● **Activity**: Nothing but the lines from the one containing "instance of shoreline." to the end of the records below should be output, each exactly as written.

Referring expression grounding data
■ ■ ■

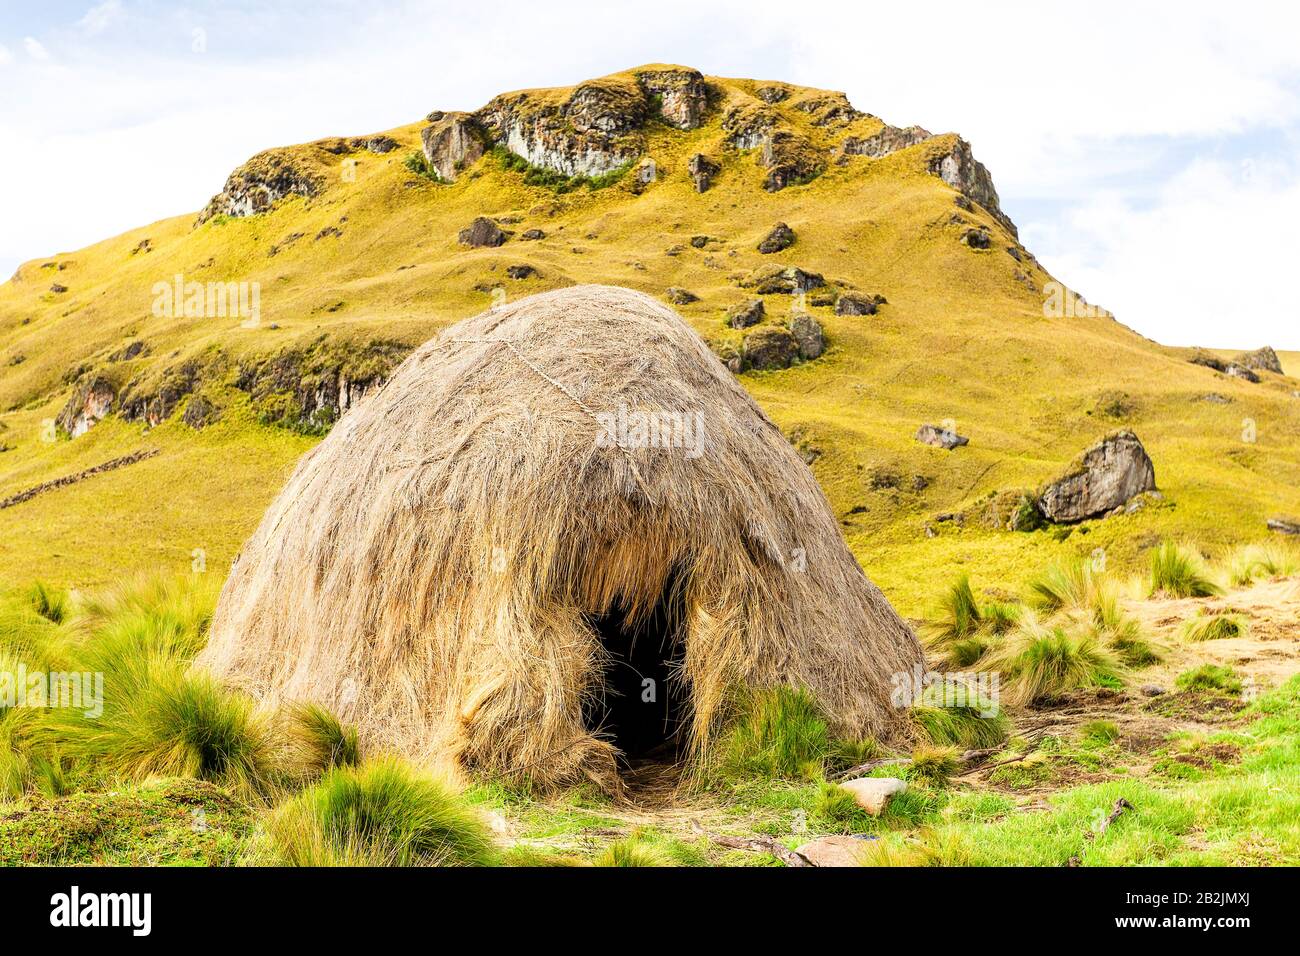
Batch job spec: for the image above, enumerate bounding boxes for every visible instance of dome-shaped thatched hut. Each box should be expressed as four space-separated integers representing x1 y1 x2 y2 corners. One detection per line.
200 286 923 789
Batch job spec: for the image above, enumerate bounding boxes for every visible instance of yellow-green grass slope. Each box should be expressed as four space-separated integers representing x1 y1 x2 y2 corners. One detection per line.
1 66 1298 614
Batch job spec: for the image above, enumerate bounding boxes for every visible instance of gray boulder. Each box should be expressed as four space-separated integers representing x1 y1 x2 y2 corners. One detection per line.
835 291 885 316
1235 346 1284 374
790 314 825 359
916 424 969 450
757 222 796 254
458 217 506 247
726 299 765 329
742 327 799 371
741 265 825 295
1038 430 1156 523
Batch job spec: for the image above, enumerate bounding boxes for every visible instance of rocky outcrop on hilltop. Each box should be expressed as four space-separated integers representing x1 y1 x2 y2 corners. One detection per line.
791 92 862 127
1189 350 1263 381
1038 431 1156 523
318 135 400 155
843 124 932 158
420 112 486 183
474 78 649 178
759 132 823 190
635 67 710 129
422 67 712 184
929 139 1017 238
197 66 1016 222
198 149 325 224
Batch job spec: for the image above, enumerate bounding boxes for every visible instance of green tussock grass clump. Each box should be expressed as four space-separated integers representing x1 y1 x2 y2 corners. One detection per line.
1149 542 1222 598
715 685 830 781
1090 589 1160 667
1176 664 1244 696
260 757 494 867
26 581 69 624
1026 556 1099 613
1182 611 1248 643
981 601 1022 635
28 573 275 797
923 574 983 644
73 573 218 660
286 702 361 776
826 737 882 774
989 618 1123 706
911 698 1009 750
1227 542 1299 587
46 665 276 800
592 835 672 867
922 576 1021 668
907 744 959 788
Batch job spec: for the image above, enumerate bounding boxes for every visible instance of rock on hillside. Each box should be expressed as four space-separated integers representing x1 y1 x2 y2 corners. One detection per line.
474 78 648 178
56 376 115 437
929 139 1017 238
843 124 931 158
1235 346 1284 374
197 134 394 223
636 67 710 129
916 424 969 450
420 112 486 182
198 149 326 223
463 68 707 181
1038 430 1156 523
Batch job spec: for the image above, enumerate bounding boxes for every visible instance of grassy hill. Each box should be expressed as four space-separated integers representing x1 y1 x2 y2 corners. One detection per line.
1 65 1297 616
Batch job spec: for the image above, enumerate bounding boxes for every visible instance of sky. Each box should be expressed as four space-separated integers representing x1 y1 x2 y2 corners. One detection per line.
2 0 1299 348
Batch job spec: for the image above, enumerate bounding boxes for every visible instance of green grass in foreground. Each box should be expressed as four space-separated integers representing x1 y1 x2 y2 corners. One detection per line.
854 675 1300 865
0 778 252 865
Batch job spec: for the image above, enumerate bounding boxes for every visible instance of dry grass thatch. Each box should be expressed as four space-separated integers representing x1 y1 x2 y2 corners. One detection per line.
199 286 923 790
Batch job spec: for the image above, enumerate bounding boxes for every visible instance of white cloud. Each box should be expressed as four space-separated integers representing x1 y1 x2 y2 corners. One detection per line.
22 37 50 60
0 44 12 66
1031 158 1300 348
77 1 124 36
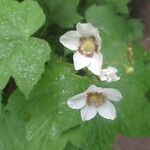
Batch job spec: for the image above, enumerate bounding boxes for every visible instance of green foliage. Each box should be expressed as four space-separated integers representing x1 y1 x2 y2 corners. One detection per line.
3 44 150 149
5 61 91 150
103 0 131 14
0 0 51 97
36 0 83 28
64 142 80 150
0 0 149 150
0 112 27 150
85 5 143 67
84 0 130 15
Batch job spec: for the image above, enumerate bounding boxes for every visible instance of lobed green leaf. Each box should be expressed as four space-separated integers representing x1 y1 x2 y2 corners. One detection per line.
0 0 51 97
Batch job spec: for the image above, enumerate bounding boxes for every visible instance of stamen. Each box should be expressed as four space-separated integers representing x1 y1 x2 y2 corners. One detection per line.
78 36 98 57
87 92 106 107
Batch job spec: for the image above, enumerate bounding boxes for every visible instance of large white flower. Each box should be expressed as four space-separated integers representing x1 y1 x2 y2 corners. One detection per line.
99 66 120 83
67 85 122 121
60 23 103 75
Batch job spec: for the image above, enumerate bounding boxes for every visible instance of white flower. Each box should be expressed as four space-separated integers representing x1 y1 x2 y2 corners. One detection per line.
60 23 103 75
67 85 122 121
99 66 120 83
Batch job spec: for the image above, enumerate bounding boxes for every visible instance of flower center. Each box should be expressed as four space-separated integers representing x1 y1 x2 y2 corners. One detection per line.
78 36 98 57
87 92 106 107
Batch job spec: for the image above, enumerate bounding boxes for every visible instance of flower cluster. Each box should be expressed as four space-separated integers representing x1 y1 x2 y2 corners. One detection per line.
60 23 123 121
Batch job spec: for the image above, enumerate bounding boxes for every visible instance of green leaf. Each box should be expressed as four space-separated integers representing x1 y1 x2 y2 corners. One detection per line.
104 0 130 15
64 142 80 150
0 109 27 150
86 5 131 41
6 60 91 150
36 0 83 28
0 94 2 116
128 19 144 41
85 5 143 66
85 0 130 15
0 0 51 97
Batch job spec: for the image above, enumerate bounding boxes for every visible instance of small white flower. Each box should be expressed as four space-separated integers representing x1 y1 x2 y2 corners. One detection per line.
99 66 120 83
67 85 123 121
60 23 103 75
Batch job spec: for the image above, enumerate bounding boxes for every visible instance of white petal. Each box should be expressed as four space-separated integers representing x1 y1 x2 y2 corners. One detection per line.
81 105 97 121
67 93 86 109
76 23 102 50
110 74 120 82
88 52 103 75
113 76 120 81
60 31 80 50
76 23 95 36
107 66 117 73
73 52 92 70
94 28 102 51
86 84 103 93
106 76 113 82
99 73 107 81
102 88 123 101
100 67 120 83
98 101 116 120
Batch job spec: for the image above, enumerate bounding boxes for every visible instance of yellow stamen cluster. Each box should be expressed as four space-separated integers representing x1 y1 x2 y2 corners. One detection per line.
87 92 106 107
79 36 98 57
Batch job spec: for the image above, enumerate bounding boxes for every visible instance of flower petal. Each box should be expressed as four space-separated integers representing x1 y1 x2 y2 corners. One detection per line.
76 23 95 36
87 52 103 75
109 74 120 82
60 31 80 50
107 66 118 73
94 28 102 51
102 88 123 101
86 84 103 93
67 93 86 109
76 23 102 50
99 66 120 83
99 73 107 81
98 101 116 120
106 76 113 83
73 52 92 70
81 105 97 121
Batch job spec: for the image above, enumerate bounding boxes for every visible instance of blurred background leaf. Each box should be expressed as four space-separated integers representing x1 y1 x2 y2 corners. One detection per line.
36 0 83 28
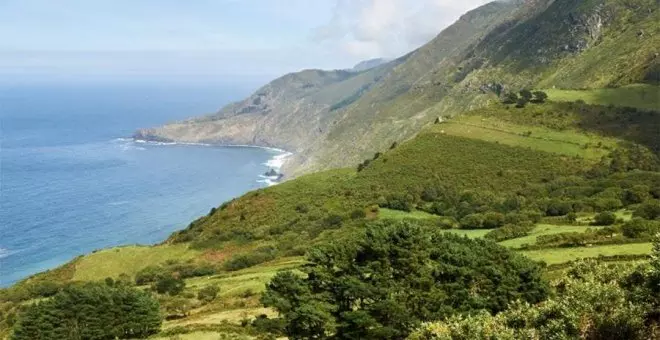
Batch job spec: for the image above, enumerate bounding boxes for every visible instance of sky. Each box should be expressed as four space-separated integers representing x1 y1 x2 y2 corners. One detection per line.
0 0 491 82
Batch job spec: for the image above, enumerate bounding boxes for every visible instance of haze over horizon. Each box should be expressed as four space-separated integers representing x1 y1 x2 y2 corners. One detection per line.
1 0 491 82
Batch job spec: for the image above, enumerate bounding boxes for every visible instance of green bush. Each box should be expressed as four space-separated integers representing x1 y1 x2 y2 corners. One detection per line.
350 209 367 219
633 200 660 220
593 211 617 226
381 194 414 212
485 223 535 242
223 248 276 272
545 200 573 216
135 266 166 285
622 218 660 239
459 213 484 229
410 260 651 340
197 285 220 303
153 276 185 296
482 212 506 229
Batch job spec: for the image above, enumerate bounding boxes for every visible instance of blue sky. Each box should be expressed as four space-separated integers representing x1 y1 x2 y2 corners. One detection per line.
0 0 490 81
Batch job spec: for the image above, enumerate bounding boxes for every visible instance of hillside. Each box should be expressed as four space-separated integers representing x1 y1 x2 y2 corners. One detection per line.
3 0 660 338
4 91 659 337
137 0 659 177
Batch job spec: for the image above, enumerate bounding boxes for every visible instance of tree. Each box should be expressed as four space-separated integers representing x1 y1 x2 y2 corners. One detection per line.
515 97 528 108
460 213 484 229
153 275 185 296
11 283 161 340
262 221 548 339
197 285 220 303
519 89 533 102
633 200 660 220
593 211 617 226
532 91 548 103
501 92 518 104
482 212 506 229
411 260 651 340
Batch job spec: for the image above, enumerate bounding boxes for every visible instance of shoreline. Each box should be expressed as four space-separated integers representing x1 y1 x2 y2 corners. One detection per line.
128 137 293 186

■ ■ ■

● **Reply to the task**:
Batch job spec: for the image above, enumerate bounding boxes for every visible instance of shoreline. Each box should be expressed as four space-separated integers representing x1 y1 x2 y2 corners. One detection per line.
128 137 293 186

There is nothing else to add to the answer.